[Data section]

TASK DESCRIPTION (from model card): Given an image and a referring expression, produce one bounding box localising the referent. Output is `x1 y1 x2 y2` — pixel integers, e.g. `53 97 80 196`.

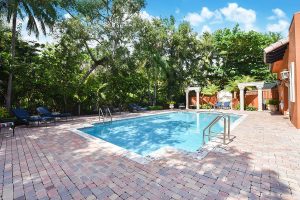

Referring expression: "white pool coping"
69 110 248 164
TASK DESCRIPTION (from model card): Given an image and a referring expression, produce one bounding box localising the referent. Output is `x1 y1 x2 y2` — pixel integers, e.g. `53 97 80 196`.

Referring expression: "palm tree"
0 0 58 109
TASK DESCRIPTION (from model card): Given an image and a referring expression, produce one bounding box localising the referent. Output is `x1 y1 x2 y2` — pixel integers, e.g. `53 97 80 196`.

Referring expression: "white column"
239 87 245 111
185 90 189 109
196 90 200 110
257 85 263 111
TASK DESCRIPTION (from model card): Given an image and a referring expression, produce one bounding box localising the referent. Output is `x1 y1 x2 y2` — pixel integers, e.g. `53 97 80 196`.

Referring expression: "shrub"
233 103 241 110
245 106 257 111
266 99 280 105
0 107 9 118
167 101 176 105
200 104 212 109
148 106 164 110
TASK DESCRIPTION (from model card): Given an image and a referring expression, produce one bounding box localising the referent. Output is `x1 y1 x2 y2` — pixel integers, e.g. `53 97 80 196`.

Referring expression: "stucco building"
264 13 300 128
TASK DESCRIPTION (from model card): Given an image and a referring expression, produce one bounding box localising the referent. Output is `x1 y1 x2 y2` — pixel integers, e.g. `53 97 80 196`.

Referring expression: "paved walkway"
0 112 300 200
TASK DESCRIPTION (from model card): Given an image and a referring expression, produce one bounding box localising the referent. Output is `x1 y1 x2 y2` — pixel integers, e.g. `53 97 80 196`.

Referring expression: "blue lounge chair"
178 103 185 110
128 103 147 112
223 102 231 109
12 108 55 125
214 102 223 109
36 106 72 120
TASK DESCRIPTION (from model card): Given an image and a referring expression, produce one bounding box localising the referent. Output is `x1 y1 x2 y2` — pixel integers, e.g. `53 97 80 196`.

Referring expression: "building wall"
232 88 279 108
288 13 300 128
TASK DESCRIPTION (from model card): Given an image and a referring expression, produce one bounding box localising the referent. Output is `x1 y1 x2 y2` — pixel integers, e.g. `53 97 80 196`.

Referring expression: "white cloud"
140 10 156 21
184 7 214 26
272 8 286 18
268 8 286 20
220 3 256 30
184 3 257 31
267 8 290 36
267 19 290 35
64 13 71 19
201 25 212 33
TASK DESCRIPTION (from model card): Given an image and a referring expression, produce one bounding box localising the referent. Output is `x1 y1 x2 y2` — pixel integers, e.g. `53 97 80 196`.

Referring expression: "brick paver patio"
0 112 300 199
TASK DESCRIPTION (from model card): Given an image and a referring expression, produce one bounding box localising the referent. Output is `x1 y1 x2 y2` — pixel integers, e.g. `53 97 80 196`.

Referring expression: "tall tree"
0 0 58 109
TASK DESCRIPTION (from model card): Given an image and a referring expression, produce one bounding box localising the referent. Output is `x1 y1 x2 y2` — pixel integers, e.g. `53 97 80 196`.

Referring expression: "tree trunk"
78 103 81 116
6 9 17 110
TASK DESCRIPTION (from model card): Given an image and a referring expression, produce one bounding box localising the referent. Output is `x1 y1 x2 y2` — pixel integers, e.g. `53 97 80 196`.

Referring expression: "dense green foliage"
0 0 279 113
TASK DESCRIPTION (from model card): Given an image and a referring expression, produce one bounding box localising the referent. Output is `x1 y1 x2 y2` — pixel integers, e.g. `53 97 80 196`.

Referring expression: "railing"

...

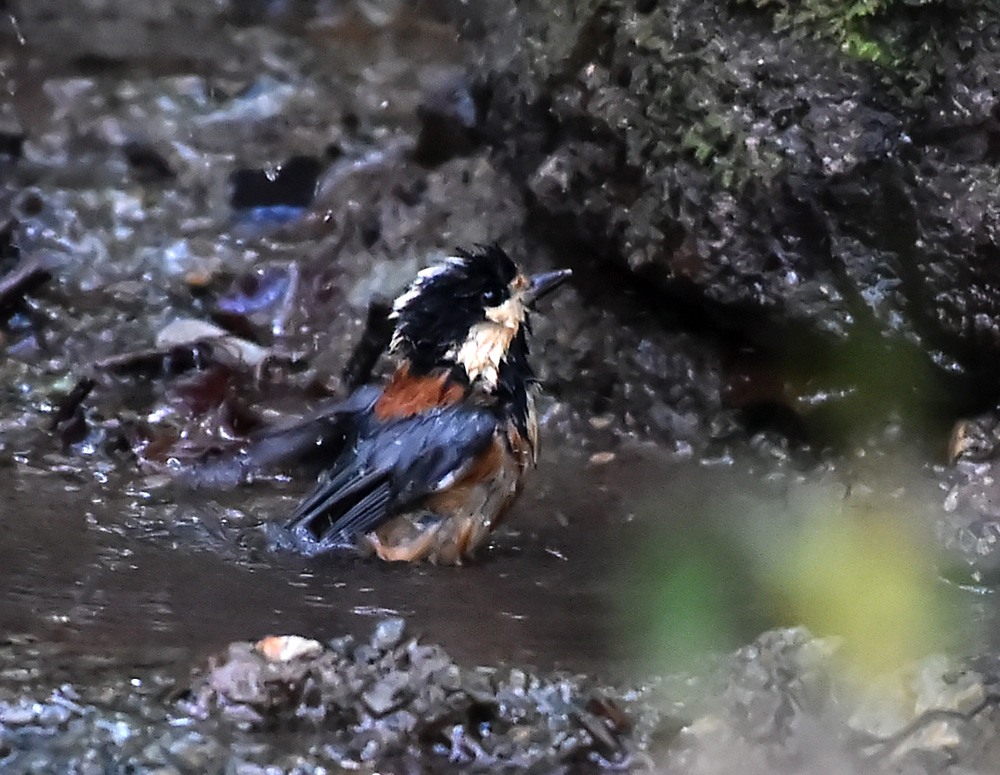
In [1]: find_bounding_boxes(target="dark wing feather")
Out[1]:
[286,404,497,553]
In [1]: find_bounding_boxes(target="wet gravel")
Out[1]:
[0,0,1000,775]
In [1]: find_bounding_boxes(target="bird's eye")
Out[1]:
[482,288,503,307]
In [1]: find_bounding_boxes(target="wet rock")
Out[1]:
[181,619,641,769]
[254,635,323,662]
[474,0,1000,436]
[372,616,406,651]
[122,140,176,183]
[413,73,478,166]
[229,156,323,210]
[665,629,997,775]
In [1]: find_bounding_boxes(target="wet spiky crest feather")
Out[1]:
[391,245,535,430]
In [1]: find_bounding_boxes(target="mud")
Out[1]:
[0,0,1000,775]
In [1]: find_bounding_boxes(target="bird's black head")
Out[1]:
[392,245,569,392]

[Short exercise] Identify every line in the rows above that contains the string "feather", and copy each one. Match case exactly.

[Task output]
In [1]: find_bounding_boxes(target="dark wing feather")
In [1]: find_bounding_boxes(target="wet spiky crest feather")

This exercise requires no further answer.